## Work instructions
**1)** Do statements (a), (b) and (c) agree with the sermon passage on vain thoughts? Answer yes or no for each, quoting the words of the passage that decide it.
(a) In the quoted verse about fallen bricks, the speakers plan to replace the sycamores with cedars.
(b) The passage cites Luke xii. 18 for the man who says he will pull down his barns.
(c) Shutting the eyes and moving the lips are described as postures of men who are asleep.
**2)** Write out the stretch of the sermon passage on vain thoughts from "3. The third" through "it into better.", replacing "carnal" with "worldly" wherever it occurs.

━━━ Text for analysis

3. The third thing is νοήματα, devices. There are many devices and carnal inventions in the hearts of men which the scripture takes notice of; as—

[1.] When men devise, debate in their judgments by carnal means, without complying with God: James iv. 8, ‘Cleanse your hands, ye sinners, and purify your hearts, ye double-minded.’ By vain thoughts they mind carnal projects, how to get from under the judgment without reformation, humiliation, and complying with God, by human means or sinful shifts, without God’s warrant and allowance: Isa. ix. 10, when it was ill with them they hope to mend it: ‘The bricks are fallen down, but we will build with hewn stones; the sycamores are cut down, but we will change them into cedars.’ The state of our affairs is bad, but we can work it into better.

[2.] When men spend their time wholly to compass their carnal end; as he, Luke xii. 18, ‘I will pull down my barns, and build greater,’ &c. When they sacrifice their precious thoughts to their interest and lusts, and catering and progging how to satisfy carnal nature, making provision for the flesh to fulfil it in the lusts thereof. Or—

[3.] When men’s designs are plainly wicked, and tend to the mischief of others: Prov. xvi. 30, ‘He shutteth his eyes to devise froward things; moving his lips, he bringeth evil to pass.’ Moving the lips and shutting the eyes are gestures and postures of men that are pensive and musing: Micah ii. 1, ‘Woe unto them that devise evil upon their beds;’ when men seek to spin and weave out a web of wickedness, and carry on their sins with the greatest secrecy. This, in short, is some taste of the vanity of our thoughts.

━━━━━━
━━━ Material provided

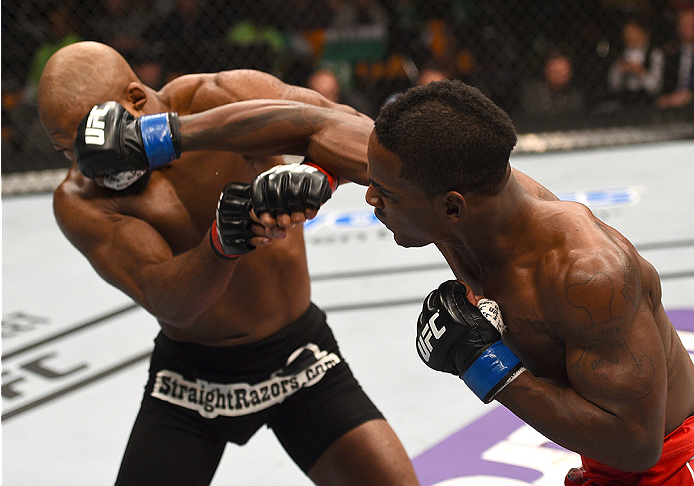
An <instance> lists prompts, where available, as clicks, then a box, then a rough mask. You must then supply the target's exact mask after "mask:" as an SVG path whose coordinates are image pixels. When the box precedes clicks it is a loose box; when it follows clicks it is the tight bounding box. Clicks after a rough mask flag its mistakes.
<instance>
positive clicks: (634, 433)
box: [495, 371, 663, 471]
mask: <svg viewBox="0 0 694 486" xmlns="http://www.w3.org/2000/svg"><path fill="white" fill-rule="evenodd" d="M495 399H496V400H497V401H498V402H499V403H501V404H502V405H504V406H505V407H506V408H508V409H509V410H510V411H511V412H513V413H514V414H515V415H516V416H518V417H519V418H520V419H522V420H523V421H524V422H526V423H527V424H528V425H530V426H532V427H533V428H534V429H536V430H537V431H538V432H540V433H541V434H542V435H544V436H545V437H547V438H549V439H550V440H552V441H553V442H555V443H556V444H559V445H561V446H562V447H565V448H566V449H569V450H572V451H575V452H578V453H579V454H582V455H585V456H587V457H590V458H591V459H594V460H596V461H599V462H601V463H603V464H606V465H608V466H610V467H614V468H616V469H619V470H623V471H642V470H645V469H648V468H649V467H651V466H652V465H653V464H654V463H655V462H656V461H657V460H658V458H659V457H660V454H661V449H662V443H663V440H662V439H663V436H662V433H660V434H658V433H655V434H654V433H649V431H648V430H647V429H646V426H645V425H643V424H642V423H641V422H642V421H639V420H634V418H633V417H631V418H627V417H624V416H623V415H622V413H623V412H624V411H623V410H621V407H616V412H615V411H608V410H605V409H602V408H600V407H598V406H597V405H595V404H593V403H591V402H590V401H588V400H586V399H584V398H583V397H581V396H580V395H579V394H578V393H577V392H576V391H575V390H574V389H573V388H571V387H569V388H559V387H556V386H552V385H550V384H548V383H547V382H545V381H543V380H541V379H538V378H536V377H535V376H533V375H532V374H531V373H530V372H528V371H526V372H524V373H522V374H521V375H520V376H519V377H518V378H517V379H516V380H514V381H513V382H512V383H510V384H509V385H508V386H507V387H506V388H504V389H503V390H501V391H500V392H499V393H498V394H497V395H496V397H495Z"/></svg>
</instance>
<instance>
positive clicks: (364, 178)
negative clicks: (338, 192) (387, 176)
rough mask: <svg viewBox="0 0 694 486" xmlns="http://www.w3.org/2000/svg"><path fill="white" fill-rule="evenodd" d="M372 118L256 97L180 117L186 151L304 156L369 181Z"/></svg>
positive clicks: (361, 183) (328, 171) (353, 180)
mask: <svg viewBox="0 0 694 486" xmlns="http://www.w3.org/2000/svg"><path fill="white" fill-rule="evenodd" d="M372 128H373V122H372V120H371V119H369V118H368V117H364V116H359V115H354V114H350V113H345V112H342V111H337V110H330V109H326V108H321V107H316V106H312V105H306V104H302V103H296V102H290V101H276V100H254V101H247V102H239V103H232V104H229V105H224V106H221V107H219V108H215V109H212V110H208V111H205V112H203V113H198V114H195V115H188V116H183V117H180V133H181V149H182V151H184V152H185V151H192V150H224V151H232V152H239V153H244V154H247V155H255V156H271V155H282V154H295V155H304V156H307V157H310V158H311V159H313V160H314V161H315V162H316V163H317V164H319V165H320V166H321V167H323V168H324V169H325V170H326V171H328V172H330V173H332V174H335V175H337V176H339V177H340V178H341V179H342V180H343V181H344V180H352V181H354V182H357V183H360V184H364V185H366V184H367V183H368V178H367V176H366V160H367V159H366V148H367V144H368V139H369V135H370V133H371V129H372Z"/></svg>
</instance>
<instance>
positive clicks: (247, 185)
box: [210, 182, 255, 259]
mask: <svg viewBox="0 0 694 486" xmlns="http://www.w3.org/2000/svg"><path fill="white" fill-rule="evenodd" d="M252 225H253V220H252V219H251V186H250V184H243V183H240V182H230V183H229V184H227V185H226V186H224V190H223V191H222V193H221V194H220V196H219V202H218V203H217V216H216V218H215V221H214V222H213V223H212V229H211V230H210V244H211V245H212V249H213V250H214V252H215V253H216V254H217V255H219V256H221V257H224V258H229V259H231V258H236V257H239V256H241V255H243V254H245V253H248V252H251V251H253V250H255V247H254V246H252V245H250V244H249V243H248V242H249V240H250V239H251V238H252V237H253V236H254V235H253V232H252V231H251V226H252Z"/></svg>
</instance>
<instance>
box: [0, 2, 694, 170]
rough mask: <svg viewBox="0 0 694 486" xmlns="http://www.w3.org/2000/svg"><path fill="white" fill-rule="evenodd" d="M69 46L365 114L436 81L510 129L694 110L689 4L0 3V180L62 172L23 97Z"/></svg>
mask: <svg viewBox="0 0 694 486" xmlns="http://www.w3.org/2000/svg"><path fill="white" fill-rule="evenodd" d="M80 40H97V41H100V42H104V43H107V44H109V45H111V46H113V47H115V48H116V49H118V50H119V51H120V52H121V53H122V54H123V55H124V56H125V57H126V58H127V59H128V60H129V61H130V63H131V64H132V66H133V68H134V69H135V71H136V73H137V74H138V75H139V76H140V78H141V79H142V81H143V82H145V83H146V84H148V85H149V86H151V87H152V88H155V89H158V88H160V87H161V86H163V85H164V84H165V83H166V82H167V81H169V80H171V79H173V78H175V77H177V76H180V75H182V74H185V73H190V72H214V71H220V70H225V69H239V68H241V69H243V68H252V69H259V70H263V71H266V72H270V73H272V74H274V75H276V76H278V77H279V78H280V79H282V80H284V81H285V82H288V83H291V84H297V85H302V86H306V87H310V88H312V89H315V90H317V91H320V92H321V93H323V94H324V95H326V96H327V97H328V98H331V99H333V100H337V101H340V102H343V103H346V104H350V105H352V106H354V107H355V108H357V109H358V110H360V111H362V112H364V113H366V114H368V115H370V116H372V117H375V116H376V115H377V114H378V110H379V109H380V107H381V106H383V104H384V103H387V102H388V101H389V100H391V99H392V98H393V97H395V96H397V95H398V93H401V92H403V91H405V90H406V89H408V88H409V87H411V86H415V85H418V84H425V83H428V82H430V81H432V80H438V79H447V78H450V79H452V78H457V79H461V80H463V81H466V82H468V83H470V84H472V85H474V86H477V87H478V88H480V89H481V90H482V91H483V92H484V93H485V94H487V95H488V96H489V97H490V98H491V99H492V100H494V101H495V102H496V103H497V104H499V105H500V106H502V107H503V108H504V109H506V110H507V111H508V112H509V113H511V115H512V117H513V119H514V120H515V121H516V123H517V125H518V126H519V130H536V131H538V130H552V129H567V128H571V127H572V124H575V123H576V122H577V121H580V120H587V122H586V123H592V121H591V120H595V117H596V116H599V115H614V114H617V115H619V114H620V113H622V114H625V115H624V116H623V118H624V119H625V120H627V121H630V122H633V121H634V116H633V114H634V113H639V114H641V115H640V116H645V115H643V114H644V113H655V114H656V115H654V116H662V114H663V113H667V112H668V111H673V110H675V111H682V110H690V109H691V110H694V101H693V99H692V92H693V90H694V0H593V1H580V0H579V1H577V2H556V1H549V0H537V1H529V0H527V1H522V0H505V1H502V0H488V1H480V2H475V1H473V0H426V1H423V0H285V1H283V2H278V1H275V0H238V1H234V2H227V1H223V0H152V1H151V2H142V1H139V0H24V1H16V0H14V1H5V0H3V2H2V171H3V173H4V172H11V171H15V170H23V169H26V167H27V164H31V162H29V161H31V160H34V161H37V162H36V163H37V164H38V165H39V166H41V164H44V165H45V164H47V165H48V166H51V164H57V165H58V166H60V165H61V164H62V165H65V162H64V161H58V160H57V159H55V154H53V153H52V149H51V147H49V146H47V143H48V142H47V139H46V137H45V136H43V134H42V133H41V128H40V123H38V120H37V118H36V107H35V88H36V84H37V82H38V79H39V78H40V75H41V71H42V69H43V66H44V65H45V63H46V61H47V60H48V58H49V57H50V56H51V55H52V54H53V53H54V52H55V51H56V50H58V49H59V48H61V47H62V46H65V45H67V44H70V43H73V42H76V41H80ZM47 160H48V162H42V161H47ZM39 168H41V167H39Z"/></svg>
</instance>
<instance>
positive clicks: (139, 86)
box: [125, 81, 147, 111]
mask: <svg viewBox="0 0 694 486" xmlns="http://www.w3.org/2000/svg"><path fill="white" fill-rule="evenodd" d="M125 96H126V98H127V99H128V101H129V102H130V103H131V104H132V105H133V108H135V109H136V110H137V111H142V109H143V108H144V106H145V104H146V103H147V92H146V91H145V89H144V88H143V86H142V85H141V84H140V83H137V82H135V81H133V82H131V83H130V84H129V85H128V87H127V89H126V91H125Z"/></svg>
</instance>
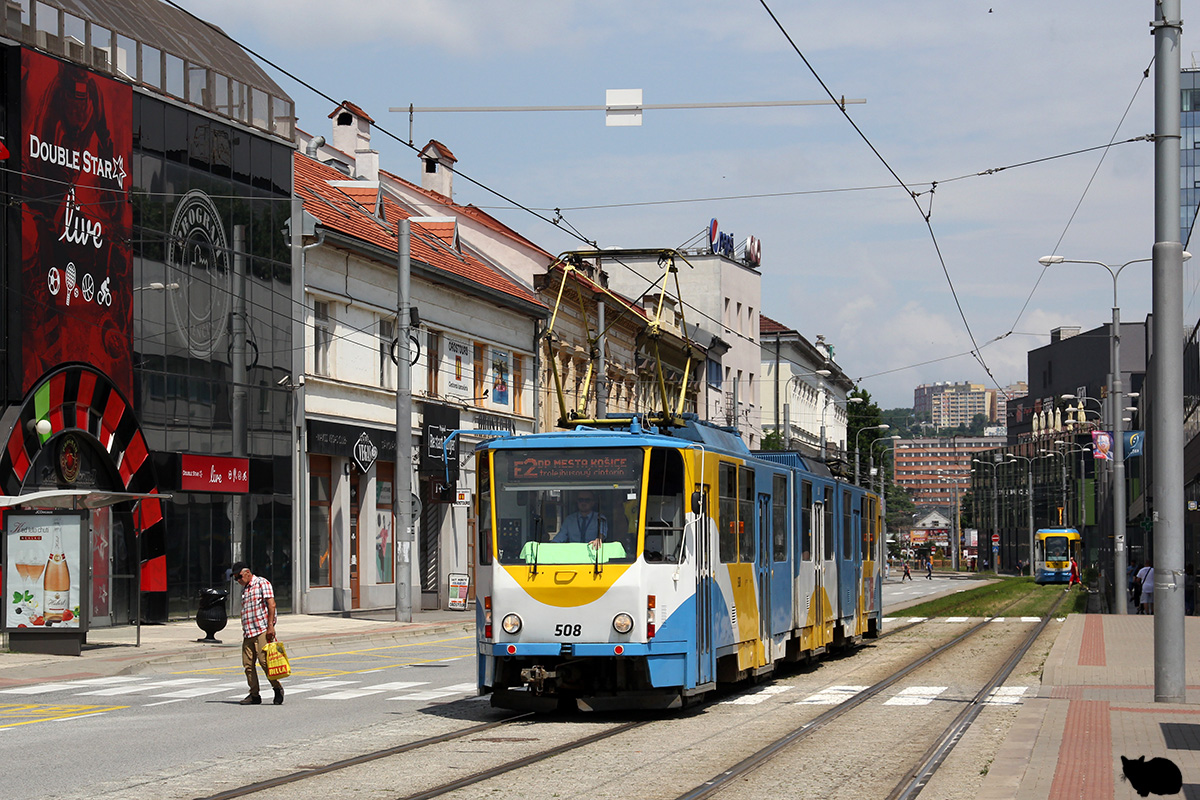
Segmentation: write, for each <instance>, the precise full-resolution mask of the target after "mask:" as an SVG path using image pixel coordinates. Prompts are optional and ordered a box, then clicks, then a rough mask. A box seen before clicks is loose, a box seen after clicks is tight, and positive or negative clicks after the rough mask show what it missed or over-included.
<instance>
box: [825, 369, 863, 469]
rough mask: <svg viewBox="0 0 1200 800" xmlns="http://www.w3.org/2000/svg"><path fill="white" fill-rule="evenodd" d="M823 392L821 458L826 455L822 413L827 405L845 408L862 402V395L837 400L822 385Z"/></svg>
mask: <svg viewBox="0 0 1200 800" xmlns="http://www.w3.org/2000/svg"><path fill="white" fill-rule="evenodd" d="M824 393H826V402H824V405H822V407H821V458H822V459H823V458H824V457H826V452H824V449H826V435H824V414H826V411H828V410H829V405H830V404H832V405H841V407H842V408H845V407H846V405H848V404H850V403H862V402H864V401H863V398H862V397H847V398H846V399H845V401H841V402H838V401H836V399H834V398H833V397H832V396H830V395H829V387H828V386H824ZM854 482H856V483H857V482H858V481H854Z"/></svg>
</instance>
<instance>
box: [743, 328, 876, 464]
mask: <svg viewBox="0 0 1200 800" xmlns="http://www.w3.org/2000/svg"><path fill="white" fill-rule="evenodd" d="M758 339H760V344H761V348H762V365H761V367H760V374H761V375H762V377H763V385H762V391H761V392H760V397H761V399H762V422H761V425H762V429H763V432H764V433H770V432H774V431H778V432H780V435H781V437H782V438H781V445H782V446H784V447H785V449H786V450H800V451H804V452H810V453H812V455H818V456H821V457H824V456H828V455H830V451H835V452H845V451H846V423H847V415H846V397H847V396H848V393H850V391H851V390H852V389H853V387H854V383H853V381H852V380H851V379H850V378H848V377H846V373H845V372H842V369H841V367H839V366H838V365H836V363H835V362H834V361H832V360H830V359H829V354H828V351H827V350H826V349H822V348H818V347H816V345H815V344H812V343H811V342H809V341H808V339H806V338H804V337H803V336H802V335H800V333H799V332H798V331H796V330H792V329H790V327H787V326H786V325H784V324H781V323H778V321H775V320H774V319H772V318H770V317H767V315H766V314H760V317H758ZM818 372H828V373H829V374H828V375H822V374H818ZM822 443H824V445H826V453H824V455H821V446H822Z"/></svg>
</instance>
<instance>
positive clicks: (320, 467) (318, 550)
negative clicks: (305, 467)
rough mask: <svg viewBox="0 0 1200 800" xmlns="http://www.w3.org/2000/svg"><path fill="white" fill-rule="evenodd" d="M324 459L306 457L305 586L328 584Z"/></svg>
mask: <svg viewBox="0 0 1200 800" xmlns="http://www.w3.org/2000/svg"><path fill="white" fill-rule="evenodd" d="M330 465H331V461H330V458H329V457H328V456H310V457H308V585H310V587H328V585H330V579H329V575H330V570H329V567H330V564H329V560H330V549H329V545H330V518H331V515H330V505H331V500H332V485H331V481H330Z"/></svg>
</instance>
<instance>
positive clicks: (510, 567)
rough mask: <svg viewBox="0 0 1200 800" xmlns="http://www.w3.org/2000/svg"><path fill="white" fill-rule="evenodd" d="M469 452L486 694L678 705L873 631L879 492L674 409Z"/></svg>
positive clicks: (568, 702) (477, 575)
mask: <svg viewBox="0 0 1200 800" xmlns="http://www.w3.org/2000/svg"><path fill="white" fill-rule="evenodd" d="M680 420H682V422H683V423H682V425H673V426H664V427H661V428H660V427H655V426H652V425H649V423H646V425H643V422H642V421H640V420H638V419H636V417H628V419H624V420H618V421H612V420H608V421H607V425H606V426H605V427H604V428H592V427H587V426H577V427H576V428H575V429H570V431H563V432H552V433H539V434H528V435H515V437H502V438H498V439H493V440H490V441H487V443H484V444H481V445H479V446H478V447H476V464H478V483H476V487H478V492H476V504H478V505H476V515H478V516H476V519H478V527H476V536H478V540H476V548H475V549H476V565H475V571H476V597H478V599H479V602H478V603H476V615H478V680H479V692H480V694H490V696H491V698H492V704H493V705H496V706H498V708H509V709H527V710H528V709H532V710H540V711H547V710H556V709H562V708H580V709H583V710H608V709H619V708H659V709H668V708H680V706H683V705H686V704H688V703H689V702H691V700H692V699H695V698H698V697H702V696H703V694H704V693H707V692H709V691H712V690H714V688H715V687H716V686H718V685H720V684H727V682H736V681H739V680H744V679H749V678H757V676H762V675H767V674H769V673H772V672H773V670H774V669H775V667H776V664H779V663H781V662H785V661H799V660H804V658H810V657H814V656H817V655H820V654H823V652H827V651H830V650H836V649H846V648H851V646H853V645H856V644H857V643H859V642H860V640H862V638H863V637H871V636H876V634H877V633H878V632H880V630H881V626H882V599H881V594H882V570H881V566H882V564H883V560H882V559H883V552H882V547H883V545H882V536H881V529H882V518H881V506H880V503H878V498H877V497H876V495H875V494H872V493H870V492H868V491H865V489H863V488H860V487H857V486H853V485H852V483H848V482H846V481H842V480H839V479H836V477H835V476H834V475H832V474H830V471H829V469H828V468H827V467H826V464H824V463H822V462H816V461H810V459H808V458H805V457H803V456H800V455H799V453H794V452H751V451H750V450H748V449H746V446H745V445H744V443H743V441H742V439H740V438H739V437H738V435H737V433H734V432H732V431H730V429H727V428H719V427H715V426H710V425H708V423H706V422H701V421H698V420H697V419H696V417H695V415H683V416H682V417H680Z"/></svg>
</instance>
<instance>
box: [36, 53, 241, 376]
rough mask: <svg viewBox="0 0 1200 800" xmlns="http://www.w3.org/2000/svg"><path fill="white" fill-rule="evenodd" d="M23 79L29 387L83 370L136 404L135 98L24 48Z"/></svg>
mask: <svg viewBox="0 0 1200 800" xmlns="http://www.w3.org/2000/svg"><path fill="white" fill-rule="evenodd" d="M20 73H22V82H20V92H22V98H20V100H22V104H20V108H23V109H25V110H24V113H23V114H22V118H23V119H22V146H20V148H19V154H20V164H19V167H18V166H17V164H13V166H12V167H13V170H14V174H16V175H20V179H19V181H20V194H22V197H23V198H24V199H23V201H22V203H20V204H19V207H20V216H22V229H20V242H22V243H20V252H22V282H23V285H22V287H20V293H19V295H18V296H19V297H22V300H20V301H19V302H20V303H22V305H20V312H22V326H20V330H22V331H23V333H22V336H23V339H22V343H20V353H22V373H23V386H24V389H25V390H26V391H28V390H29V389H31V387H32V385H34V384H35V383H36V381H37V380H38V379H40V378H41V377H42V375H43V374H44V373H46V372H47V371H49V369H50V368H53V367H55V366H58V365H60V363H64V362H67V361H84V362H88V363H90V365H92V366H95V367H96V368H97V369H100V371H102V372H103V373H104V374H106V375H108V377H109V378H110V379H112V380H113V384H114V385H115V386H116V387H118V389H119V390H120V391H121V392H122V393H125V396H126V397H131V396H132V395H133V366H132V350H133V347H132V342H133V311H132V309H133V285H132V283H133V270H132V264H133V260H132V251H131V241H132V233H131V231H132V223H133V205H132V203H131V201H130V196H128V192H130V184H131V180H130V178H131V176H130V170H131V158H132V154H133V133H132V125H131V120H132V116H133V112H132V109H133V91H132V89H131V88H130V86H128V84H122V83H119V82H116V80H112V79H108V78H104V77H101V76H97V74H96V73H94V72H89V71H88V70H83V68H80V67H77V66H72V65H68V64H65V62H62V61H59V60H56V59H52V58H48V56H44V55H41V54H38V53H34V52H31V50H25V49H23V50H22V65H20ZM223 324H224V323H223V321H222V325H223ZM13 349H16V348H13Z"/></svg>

━━━━━━

## Results
**1)**
(a) Yes: "the sycamores are cut down, but we will change them into cedars."
(b) Yes: "Luke xii. 18, ‘I will pull down my barns, and build greater,’"
(c) No: "Moving the lips and shutting the eyes are gestures and postures of men that are pensive and musing"

**2)**
3. The third thing is νοήματα, devices. There are many devices and worldly inventions in the hearts of men which the scripture takes notice of; as—

[1.] When men devise, debate in their judgments by worldly means, without complying with God: James iv. 8, ‘Cleanse your hands, ye sinners, and purify your hearts, ye double-minded.’ By vain thoughts they mind worldly projects, how to get from under the judgment without reformation, humiliation, and complying with God, by human means or sinful shifts, without God’s warrant and allowance: Isa. ix. 10, when it was ill with them they hope to mend it: ‘The bricks are fallen down, but we will build with hewn stones; the sycamores are cut down, but we will change them into cedars.’ The state of our affairs is bad, but we can work it into better.